» **WHAT TO PRODUCE**:
In the listing below, find the line containing "Consider the photo above. For each instance of the bowl". Write out that line and every line after it to the end, exactly and only those.

» **SUPPLIED MATERIAL**:
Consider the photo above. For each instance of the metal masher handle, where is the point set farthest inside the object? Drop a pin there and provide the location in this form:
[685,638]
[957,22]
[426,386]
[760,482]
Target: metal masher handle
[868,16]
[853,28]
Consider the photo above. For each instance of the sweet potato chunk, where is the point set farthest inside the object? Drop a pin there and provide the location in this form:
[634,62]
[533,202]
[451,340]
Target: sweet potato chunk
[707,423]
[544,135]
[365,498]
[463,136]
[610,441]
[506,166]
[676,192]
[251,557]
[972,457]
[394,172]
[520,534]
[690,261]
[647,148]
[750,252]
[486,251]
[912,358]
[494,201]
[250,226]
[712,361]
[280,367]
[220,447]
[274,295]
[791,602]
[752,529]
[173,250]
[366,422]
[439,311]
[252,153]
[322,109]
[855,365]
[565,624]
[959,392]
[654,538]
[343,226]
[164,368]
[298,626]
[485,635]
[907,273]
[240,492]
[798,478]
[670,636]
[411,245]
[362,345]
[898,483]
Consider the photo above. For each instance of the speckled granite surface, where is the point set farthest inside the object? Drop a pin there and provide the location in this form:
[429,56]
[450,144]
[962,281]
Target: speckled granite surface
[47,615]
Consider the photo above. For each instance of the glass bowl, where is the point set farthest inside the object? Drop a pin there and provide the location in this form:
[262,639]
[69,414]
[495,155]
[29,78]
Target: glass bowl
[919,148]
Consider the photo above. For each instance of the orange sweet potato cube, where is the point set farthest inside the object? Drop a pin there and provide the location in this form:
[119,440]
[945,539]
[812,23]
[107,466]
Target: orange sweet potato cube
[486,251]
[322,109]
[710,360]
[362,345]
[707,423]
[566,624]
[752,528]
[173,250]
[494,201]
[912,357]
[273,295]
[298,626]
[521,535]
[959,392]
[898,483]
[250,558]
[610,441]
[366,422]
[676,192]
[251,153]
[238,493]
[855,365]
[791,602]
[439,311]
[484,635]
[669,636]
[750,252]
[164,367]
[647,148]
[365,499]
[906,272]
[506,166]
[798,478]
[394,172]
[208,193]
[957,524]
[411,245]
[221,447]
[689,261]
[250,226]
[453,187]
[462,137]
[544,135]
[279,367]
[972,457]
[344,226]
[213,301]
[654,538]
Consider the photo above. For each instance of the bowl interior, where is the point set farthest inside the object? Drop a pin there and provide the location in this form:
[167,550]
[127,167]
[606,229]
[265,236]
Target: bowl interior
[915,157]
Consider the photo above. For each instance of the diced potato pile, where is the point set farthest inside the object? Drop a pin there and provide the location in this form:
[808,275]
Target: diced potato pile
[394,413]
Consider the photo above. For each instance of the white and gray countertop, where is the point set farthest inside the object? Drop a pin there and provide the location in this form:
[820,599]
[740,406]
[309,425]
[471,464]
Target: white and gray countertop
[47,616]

» **COMPLETE ANSWER**:
Consider the photo above. For each instance of the bowl interior, where is the point set farthest inside the object? Drop a pin there and provide the location in this form:
[167,550]
[127,167]
[606,229]
[265,236]
Target: bowl interior
[915,157]
Consider the photo above. For each instance of the diced potato pile, where is the point set farthest inside the object? Drop a pin there and provide the location in this form:
[808,275]
Target: diced potato pile
[394,413]
Consider the photo above. For each instance of the white and gray countertop, where is the point set farthest inside the object? Drop a pin there and provide the location in this form:
[820,599]
[740,406]
[309,425]
[471,464]
Target: white and gray countertop
[47,616]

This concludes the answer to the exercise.